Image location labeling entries

::::

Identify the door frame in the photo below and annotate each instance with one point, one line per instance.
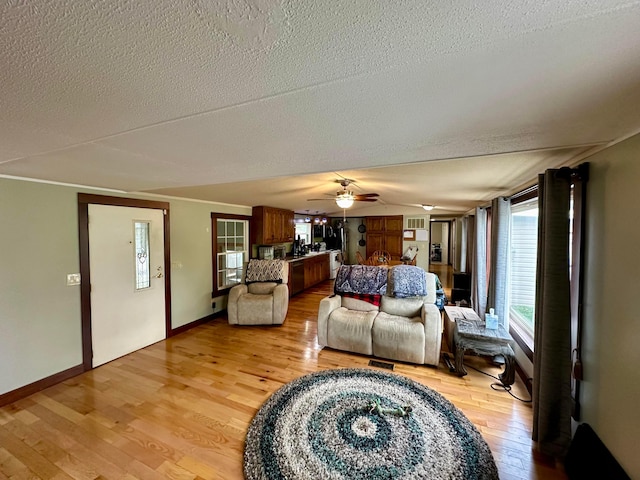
(84, 199)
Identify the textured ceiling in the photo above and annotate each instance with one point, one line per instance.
(183, 97)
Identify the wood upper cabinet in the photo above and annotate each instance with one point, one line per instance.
(271, 225)
(385, 233)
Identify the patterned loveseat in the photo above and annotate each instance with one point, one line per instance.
(384, 312)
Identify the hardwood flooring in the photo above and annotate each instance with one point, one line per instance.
(180, 408)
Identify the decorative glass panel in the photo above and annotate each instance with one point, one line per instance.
(142, 270)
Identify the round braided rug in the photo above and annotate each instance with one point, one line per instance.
(321, 426)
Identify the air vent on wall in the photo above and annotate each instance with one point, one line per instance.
(416, 223)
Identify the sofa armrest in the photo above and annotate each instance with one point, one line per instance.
(280, 303)
(327, 305)
(432, 320)
(232, 302)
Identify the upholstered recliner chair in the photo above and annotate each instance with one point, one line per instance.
(384, 312)
(263, 297)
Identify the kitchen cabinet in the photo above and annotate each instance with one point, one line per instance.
(271, 225)
(385, 233)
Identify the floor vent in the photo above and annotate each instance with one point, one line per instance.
(375, 363)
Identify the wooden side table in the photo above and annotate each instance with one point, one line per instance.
(450, 314)
(471, 335)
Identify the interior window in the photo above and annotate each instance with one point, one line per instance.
(522, 275)
(231, 250)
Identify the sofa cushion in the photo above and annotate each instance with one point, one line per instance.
(262, 288)
(350, 330)
(363, 303)
(406, 281)
(365, 279)
(404, 307)
(255, 310)
(398, 337)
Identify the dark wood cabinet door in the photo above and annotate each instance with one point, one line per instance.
(393, 245)
(375, 241)
(375, 224)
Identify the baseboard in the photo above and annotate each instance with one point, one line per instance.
(195, 323)
(22, 392)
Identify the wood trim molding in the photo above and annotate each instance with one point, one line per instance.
(22, 392)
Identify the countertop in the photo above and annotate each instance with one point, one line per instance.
(308, 255)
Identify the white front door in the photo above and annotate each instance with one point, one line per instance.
(127, 280)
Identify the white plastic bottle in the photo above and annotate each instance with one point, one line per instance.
(491, 319)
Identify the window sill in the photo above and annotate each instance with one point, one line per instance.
(524, 341)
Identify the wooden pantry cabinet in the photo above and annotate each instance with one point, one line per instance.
(385, 233)
(270, 225)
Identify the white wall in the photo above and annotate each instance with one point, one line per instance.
(611, 390)
(40, 325)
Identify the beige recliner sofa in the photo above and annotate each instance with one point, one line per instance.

::::

Give every record again exactly, apart from the pictures, which stay out.

**EXERCISE SOLUTION**
Identify the door frame in the photo below and annotate each instance with one point, one line per instance.
(84, 199)
Identify the textured ceiling in the photo above and annotate each instance with one point, one line per instance.
(183, 97)
Identify the wood upper cabinet in the photo above and annotate each instance with one point, one line per instance.
(271, 225)
(385, 233)
Identify the patterned loveseat in the photo above and annotate each instance with one point, one line per instance.
(384, 312)
Identify the hardwood flooring in the photo above and annotate each instance with one point, one line per instance.
(180, 408)
Identify the decorative glass panel in the photo above and annotate each instance with one point, one line per instance.
(142, 270)
Identify the round braided rug in the photo above and annotate each instance with one point, one line per instance.
(321, 426)
Identify the air vent on wall in the photo above and annotate each instance with one point, one line per instance.
(416, 223)
Identify the sofa armrest in the photo above and annotate each instance with one point, one line per instance.
(280, 303)
(327, 305)
(432, 320)
(232, 302)
Identify the upholstered recliner chair in the photo above and annotate each instance with one point, one line per instance.
(384, 312)
(263, 297)
Identify the kitchen cabinet in the photo above and annotate each instance with one point, one line per instance.
(271, 225)
(385, 233)
Identify the floor vent in the photo above and annotate each instance with one point, one line per instance.
(375, 363)
Identify the wooden side table in the photo above and annotate each instance with one point, one line per instance.
(450, 314)
(471, 335)
Identify the interior window in the photo above and annotate each instance with one point, one line per instance.
(522, 275)
(231, 250)
Identify the sofa cushion in the photo above and annotate each instance with one point, one line per instance.
(262, 288)
(350, 330)
(363, 303)
(406, 281)
(365, 279)
(404, 307)
(255, 310)
(398, 337)
Identify the dark wood cabinet door in the photo above and annotate each instance with one point, one line per instance.
(393, 245)
(375, 241)
(375, 224)
Identify the baseboard in the photo above and annotate each instance with one point, one line per instance.
(195, 323)
(22, 392)
Identify the wood trim molding in the photo above and annotate each instance with one point, one line per instance.
(22, 392)
Identify the countertop in the photo above and annotate each instance with one point, one line per instance.
(308, 255)
Identify the white front door in the photo above and annotate each instance with one point, one line per instance.
(127, 280)
Identify the white plastic bottle in the photo above and annotate each instance with one point, one line per instance.
(491, 319)
Identify the window sill in the photo above and annotate each instance with one point, one line per instance.
(524, 341)
Identify the wooden pantry cabinet in the photo above and annotate each instance with one point, one line per instance.
(385, 233)
(270, 225)
Identify the white wall in the photo above and annotate each instance with one point, one line per instance.
(611, 390)
(40, 325)
Identify the beige recliner sofa in the photo above and annotate each instance with one point, one line per instance.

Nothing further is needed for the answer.